**WHAT YOU WILL DO**
Copy the passage of the Assange extradition article from "Now, in a case" up to and including "coercion in Sweden.", changing "Nordic countries" to "Scandinavian countries".

**EXTRACT**
Within weeks or days, WikiLeaks supremo and now TV host Julian Assange will find out from the UK Supreme Court whether he is to be extradited to Sweden for further questioning on four accusations (no charges have been laid) on sexual matters — two misdemeanour “annoyance” accusations, one of sexual coercion and one of third degree sexual assault/rape.

Now, in a case already mired in controversy, new evidence has come to light, which suggests that the testimony of one of the complainants has been fabricated in order to supply sufficient evidence to “fit” a criminal charge.

Comparison between the evidence given by Anna Ardin, the complainant attached to the first three accusations, and the legal wording of the key complaint by her against Assange, show that it is suspiciously similar to a paragraph in a high-profile 2009 Amnesty International Report on sex crimes in the Nordic countries.

The passage in question is significant because it establishes the minimum degree of physical coercion required to make a felony charge of sexual coercion in Sweden.

Here is the passage from the Amnesty report, first published in 2009:

“In Norway and Sweden, the letter of the law allows even slight use of force to be interpreted as constituting r-pe: it may be sufficient for the perpetrator to “impede the victim’s movements” for example by holding the victim’s arms to pin her/him down, by applying body weight or by forcing the victim’s legs apart.”

And here is the accusation made by the Swedish prosecutor, as part of the process of investigation, after the case was re-opened in September 2010:

Claimed offence one:

“On 13th-14th August 2010, in the home of the injured party [AA] in Stockholm, Assange, by using violence, forced the injured party to endure his restricting her freedom of movement. The violence consisted in a firm hold of the injured party’s arms and a forceful spreading of her legs while lying on top of her and with his body weight preventing her from moving or shifting.”

Ardin’s evidence, which forms the ostensible basis of the above accusation, follows the itinerary of the Amnesty paragraph fairly closely (I’ve excerpted it below)*.

**INFORMATION SUPPLIED**
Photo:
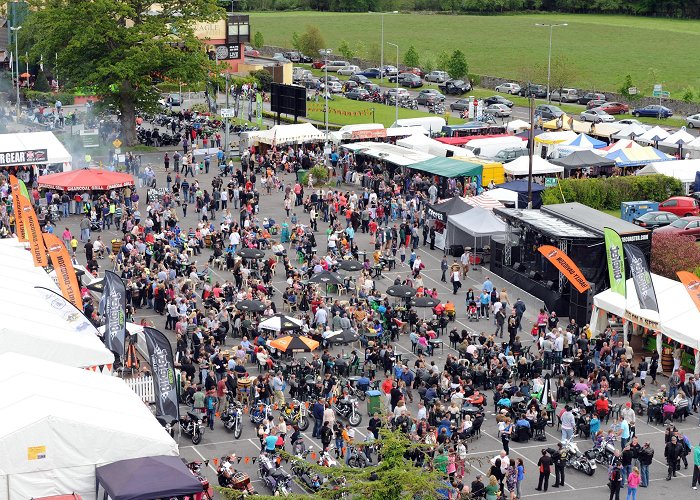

**ANSWER BELOW**
Now, in a case already mired in controversy, new evidence has come to light, which suggests that the testimony of one of the complainants has been fabricated in order to supply sufficient evidence to “fit” a criminal charge.

Comparison between the evidence given by Anna Ardin, the complainant attached to the first three accusations, and the legal wording of the key complaint by her against Assange, show that it is suspiciously similar to a paragraph in a high-profile 2009 Amnesty International Report on sex crimes in the Scandinavian countries.

The passage in question is significant because it establishes the minimum degree of physical coercion required to make a felony charge of sexual coercion in Sweden.